Today, the US Supreme Court ruled that Los Angeles and other cities can criminally punish people for sleeping outside – clearing the way for cities to punish unhoused people for their existence – even when those cities do not have places for those people to sleep. The 9th Circuit Court of Appeals previously ruled that it is “cruel and unusual punishment” to criminalize people for sleeping outside when there is no available shelter.
The Controller’s Office strongly condemns the Supreme Court’s decision. Our own Office’s work was cited in the Grants Pass v. Johnson brief in support of unhoused peoples’ rights. The brief cited our Office’s finding that last year, there were only approximately 16,000 shelter beds but approximately 46,000 unhoused people in the City of L.A. Just today, it was announced by the Los Angeles Homeless Services Authority (LAHSA) that there are still approximately 45,000 unhoused people here.
If the City somehow managed to fill all 16,000 beds and the scant collection of other housing resources, where would the Supreme Court suggest the remaining tens of thousands of people go? For people who cannot afford our soaring rent prices, whose friends and family can’t support more people under their roof, who can’t access affordable health care, mental health support, or substance abuse support – there is nowhere for them to go but streets, sidewalks, parks, and other public spaces – where it is now illegal for them to be.
When you see unhoused people in Los Angeles, you’re seeing people who have no choice but to live their lives on sidewalks, in front of our apartments and houses, in front of our shops and restaurants, on medians, on freeway exits, under freeway overpasses. Our neighbors have nowhere else to go.

Natural-language object grounding data ::
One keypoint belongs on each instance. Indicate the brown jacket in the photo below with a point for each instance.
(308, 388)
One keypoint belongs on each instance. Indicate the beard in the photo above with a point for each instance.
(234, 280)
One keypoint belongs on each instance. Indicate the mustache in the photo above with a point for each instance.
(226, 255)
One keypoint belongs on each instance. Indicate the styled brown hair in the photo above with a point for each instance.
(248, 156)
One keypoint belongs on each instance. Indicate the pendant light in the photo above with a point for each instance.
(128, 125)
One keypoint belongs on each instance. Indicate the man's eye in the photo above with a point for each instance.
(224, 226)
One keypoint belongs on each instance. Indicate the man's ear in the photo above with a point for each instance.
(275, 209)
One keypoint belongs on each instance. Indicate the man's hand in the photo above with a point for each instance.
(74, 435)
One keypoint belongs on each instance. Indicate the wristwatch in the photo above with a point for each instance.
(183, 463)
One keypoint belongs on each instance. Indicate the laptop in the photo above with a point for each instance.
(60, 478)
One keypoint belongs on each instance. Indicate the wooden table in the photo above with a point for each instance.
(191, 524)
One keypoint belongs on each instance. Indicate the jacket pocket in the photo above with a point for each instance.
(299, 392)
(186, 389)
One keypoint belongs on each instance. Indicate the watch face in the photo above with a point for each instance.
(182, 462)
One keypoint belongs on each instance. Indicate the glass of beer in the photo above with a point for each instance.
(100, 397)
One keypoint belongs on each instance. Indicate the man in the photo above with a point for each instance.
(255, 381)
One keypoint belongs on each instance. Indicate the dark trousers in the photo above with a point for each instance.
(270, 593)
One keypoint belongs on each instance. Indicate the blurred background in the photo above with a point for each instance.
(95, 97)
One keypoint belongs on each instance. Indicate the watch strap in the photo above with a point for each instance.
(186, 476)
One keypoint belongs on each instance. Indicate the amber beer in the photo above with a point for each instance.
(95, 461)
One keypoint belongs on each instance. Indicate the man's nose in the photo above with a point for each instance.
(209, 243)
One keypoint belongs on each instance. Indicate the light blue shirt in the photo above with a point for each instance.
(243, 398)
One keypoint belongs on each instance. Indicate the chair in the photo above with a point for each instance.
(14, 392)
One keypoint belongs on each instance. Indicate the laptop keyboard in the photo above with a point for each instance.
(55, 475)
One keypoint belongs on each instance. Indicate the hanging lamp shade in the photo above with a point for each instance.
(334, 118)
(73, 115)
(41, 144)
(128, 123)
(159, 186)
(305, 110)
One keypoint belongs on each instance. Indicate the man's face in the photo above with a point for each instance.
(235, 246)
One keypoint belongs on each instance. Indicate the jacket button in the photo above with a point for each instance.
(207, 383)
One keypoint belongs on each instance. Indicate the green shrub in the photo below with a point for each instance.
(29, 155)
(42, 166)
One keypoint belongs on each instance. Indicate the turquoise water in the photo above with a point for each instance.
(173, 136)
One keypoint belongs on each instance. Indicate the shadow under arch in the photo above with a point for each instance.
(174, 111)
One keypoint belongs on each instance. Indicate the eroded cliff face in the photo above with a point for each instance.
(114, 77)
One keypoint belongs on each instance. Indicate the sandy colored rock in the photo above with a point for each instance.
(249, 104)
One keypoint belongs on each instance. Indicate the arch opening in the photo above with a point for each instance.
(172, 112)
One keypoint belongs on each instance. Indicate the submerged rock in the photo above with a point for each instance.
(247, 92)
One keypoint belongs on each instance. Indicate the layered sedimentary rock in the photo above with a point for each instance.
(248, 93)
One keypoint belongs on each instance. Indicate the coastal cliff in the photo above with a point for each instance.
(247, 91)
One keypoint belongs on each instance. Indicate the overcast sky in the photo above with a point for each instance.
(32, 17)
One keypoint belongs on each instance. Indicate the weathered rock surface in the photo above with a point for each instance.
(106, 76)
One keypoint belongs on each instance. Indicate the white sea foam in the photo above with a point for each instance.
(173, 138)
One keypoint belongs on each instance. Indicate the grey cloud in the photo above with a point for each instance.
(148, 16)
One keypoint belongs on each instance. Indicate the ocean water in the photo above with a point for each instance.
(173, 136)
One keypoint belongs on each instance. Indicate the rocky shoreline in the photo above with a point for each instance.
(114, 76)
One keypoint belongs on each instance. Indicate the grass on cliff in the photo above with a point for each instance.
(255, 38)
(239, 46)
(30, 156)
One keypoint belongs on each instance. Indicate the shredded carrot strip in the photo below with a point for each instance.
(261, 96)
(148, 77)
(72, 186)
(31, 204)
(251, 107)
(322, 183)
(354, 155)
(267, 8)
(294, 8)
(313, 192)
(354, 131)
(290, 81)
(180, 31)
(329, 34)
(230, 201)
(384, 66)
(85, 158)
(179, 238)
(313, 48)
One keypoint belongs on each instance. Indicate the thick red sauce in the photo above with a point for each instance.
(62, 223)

Brief 1 ::
Translate this sentence from the statement on the Supreme Court ruling into Spanish: "Our neighbors have nowhere else to go."
Brief 2 ::
According to the statement on the Supreme Court ruling, roughly how many shelter beds did the City of L.A. have last year?
Brief 3 ::
Print everything in the statement on the Supreme Court ruling from "If the City" down to "them to be.".
The records are not needed for any of the tasks.

Exercise output 1 ::
Nuestros vecinos no tienen otro lugar adonde ir.

Exercise output 2 ::
Approximately 16,000.

Exercise output 3 ::
If the City somehow managed to fill all 16,000 beds and the scant collection of other housing resources, where would the Supreme Court suggest the remaining tens of thousands of people go? For people who cannot afford our soaring rent prices, whose friends and family can’t support more people under their roof, who can’t access affordable health care, mental health support, or substance abuse support – there is nowhere for them to go but streets, sidewalks, parks, and other public spaces – where it is now illegal for them to be.